SUPPLIED INFORMATION:
# # # # #
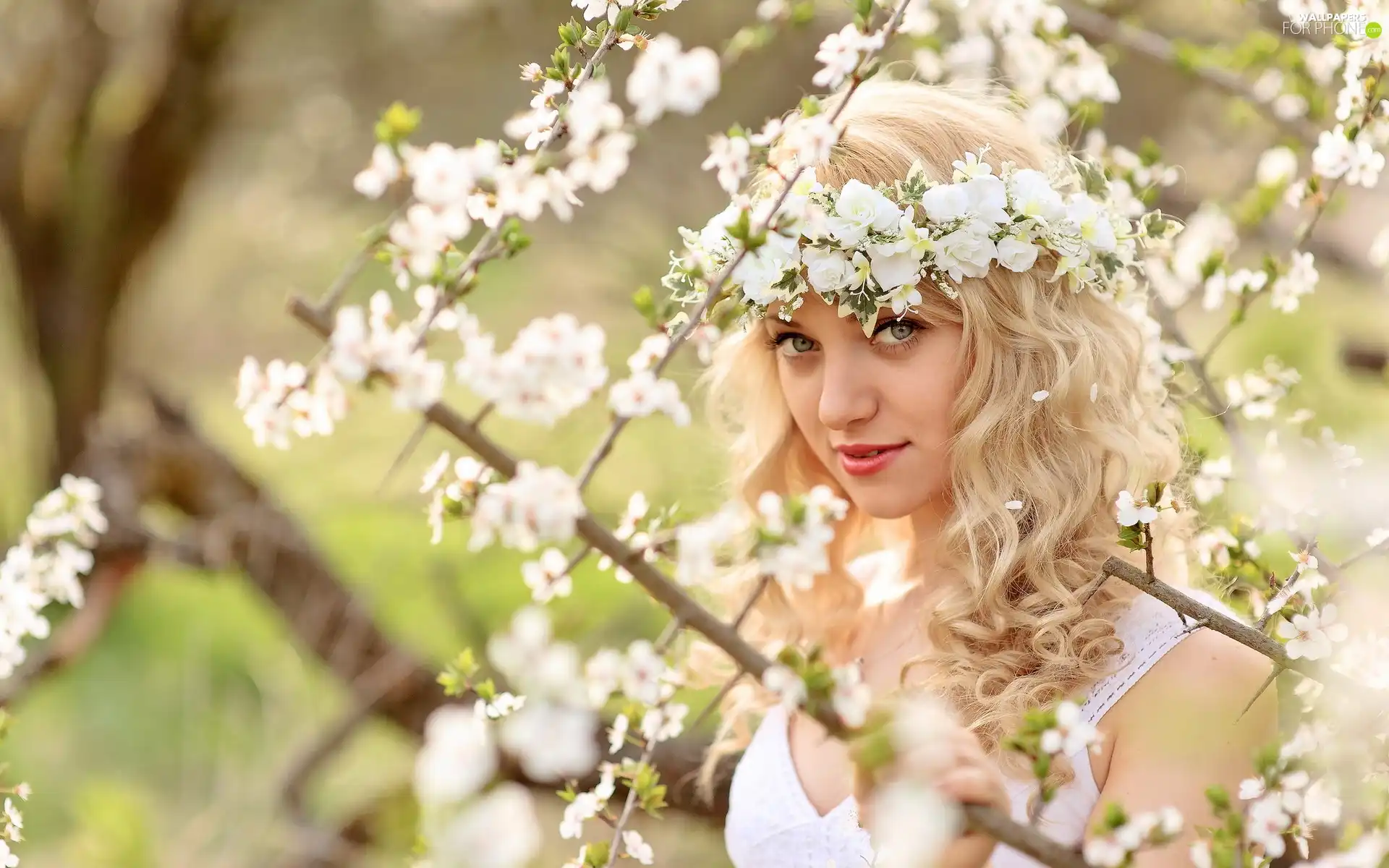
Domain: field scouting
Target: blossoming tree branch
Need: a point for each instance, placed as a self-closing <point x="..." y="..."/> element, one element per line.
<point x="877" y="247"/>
# # # # #
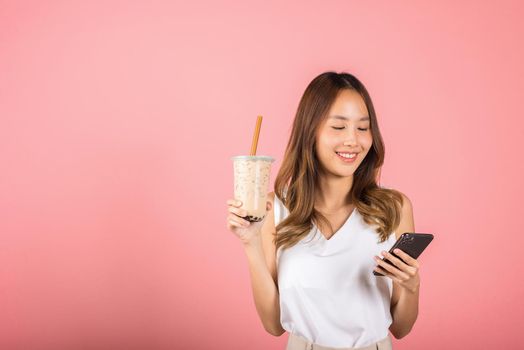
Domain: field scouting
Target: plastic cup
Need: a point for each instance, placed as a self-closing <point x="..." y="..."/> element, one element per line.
# # # # #
PROBLEM: Pick out each line in the listing above that contains the word "Target".

FINAL RESULT:
Target: blossoming tree branch
Target: plastic cup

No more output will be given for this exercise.